#### [Excerpted passage]
########################################

From b8a7fba41f8578117d63ea37b2904f9f66d9fc63 Mon Sep 17 00:00:00 2001
From: Jordan Justen <jordan.l.justen@intel.com>
Date: Tue, 18 Apr 2023 20:11:41 -0400
Subject: [PATCH] intel/compiler/gfx12.5+: Lower 64-bit cluster_broadcast with
 32-bit ops
MIME-Version: 1.0
Content-Type: text/plain; charset=UTF-8
Content-Transfer-Encoding: 8bit

For MTL (verx10 == 125), float64 is supported, but int64 is not.
Therefore we need to lower cluster broadcast using 32-bit int ops.

For gfx12.5+ platforms that support int64, the register regions
used by cluster broadcast aren't supported by the 64-bit pipeline.

On MTL, dEQP-VK.subgroups.clustered.*_double* and
dEQP-VK.subgroups.clustered.*_dvec* were failing to validate the
compiled shader in debug mode, and reportedly gpu-hanging in release
mode.

With this change dEQP-VK.subgroups.clustered.*_double* passed all 48
tests and dEQP-VK.subgroups.clustered.*_dvec* passed all 140 tests on
MTL.

Rework:
 * Move from generator to brw_fs_lower_regioning.cpp. (Suggested by
   Francisco)
 * Apply to verx10 >= 125.. (Suggested by Francisco)

Cc: 23.1 <mesa-stable>
Signed-off-by: Jordan Justen <jordan.l.justen@intel.com>
Reviewed-by: Marcin Ślusarz <marcin.slusarz@intel.com> (v1)
Reviewed-by: Francisco Jerez <currojerez@riseup.net>
Part-of: <https://gitlab.freedesktop.org/mesa/mesa/-/merge_requests/22569>
(cherry picked from commit fcb72ffd0c61e2b3226306fae37b85ab4982a39e)
---
 .pick_status.json                             | 2 +-
 src/intel/compiler/brw_fs_lower_regioning.cpp | 9 ++++++++-
 2 files changed, 9 insertions(+), 2 deletions(-)

########################################

#### [Problems]
1. According to the patch, how many tests did dEQP-VK.subgroups.clustered.*_dvec* pass on MTL after the change?
2. Repeat word for word the stretch of the patch from "Cc: 23.1 <mesa-stable>" through "from commit fcb72ffd0c61e2b3226306fae37b85ab4982a39e)".
3. List every distinct email address that appears in the patch.
You won't need the data that comes next.

[Dataset rows]
########################################

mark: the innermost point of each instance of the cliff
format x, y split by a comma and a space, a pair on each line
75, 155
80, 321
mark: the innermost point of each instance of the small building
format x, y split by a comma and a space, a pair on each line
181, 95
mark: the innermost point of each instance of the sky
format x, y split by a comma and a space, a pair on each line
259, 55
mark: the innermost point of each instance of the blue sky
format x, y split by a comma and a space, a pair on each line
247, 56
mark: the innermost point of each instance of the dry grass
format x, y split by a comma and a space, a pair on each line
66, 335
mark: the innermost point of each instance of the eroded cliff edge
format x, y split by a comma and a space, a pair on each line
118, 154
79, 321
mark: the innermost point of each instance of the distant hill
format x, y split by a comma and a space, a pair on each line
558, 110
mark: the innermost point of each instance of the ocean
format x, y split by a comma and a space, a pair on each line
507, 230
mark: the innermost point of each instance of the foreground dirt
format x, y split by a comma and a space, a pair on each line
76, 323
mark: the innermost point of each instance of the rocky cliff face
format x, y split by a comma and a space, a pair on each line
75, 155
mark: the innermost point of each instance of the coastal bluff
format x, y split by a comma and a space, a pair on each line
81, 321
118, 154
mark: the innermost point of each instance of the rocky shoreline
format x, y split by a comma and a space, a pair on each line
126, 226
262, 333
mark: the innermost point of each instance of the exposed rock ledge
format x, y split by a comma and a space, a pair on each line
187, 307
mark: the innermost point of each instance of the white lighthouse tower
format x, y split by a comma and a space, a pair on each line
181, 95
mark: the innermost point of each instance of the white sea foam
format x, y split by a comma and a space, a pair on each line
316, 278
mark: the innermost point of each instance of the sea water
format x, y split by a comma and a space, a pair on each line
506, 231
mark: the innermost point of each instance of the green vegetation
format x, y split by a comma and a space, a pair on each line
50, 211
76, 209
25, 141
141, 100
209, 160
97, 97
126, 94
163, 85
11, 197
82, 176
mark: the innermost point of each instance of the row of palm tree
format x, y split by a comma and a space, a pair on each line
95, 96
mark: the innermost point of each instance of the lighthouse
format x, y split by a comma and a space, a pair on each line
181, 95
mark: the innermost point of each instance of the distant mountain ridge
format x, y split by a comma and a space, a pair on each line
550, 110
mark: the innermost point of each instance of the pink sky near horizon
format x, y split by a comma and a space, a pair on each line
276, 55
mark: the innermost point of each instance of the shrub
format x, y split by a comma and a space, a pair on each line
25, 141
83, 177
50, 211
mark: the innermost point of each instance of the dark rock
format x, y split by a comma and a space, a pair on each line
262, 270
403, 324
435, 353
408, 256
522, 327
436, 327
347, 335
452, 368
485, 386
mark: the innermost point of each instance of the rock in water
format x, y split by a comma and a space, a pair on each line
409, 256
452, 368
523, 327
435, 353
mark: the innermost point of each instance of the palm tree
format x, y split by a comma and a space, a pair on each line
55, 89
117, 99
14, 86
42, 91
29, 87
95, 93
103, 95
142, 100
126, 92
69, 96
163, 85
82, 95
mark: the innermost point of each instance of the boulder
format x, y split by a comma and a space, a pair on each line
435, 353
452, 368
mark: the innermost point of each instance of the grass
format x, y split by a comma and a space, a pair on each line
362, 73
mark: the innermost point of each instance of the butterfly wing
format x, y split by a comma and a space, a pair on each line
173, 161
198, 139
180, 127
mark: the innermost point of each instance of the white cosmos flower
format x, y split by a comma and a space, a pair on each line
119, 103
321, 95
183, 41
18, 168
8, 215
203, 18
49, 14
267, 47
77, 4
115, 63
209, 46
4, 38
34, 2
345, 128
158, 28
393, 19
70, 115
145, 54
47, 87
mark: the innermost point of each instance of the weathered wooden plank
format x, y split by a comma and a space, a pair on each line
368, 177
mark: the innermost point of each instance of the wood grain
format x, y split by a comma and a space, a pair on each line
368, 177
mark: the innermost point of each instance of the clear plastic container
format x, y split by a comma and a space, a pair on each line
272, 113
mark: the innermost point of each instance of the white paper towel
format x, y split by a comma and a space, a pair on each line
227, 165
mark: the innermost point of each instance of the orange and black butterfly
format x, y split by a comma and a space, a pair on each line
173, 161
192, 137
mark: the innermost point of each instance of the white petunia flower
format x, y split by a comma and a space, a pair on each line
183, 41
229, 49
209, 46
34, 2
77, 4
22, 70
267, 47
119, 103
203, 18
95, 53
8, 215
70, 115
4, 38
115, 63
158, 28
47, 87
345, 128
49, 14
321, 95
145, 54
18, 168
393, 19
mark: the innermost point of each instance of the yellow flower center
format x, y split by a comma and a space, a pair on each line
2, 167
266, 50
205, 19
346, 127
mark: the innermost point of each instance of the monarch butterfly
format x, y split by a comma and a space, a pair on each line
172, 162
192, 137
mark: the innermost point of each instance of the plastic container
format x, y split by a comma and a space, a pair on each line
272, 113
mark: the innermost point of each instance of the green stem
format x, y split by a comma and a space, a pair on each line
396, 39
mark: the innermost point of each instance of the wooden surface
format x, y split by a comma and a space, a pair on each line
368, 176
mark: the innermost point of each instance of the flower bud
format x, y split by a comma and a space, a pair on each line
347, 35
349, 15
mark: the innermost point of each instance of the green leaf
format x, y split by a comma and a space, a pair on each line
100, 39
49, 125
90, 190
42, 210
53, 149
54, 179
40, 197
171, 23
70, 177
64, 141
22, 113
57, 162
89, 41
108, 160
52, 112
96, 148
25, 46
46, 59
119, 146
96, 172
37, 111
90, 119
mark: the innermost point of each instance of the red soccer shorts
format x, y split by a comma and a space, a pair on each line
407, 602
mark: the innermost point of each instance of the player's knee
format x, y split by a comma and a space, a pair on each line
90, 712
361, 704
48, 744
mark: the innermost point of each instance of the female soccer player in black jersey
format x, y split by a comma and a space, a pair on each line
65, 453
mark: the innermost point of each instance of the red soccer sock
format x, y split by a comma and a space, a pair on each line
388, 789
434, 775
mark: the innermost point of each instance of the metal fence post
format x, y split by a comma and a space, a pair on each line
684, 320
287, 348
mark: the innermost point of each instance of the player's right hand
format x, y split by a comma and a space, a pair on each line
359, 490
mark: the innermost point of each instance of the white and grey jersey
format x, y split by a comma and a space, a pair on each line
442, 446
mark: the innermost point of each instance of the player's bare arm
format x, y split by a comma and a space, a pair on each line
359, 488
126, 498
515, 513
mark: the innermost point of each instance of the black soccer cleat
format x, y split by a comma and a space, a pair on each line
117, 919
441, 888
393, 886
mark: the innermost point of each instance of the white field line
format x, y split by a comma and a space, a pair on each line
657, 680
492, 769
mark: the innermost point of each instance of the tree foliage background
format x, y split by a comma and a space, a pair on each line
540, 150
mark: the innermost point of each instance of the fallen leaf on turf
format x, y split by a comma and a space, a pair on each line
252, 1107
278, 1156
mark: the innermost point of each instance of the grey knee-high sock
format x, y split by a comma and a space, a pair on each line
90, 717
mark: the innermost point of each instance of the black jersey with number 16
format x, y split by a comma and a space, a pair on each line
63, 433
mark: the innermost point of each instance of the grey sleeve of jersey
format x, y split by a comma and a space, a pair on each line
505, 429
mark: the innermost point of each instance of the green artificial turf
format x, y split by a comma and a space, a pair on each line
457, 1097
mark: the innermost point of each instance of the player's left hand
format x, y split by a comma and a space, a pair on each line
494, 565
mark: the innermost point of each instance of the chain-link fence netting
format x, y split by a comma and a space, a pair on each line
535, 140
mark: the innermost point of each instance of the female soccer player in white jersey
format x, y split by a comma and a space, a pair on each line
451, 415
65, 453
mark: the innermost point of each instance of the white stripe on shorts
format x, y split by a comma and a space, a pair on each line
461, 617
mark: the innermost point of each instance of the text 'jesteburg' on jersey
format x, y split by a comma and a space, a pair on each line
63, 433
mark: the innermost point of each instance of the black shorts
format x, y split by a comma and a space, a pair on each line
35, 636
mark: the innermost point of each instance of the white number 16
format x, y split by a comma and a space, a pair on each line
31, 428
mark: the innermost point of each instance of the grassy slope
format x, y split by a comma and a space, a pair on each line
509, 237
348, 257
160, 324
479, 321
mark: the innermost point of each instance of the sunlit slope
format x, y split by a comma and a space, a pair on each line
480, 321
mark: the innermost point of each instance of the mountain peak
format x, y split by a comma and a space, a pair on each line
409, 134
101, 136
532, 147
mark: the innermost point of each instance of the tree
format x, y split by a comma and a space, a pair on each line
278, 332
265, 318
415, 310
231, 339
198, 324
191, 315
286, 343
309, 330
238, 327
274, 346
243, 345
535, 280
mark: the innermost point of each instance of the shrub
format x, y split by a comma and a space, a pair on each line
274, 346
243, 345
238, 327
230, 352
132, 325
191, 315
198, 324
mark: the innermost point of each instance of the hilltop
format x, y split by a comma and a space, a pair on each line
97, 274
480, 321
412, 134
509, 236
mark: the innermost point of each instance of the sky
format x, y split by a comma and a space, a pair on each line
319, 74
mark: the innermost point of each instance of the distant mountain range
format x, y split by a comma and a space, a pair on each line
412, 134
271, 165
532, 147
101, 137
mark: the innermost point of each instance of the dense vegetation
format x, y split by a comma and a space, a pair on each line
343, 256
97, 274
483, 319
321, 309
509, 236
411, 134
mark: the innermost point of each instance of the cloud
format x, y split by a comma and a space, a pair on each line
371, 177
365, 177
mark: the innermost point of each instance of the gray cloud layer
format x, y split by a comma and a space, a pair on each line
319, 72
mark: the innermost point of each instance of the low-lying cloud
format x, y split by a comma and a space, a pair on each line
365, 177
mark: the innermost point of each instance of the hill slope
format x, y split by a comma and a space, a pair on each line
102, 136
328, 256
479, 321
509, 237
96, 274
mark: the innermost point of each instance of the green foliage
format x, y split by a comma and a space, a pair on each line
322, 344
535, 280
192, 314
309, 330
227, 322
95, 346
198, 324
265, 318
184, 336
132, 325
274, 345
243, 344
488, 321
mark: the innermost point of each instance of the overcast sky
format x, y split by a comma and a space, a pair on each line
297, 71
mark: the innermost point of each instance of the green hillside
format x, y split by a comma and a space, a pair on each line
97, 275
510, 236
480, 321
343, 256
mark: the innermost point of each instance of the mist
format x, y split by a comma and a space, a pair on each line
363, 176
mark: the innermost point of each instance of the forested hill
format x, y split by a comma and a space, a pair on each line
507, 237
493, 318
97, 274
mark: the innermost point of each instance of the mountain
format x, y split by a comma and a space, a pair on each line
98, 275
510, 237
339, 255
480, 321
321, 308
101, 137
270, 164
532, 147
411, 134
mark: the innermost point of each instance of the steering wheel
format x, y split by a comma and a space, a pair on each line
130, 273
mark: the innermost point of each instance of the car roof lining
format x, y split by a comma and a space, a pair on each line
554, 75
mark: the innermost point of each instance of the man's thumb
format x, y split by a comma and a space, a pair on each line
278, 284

########################################

#### [Responses]
1. All 140 tests.

2.
Cc: 23.1 <mesa-stable>
Signed-off-by: Jordan Justen <jordan.l.justen@intel.com>
Reviewed-by: Marcin Ślusarz <marcin.slusarz@intel.com> (v1)
Reviewed-by: Francisco Jerez <currojerez@riseup.net>
Part-of: <https://gitlab.freedesktop.org/mesa/mesa/-/merge_requests/22569>
(cherry picked from commit fcb72ffd0c61e2b3226306fae37b85ab4982a39e)

3.
jordan.l.justen@intel.com
marcin.slusarz@intel.com
currojerez@riseup.net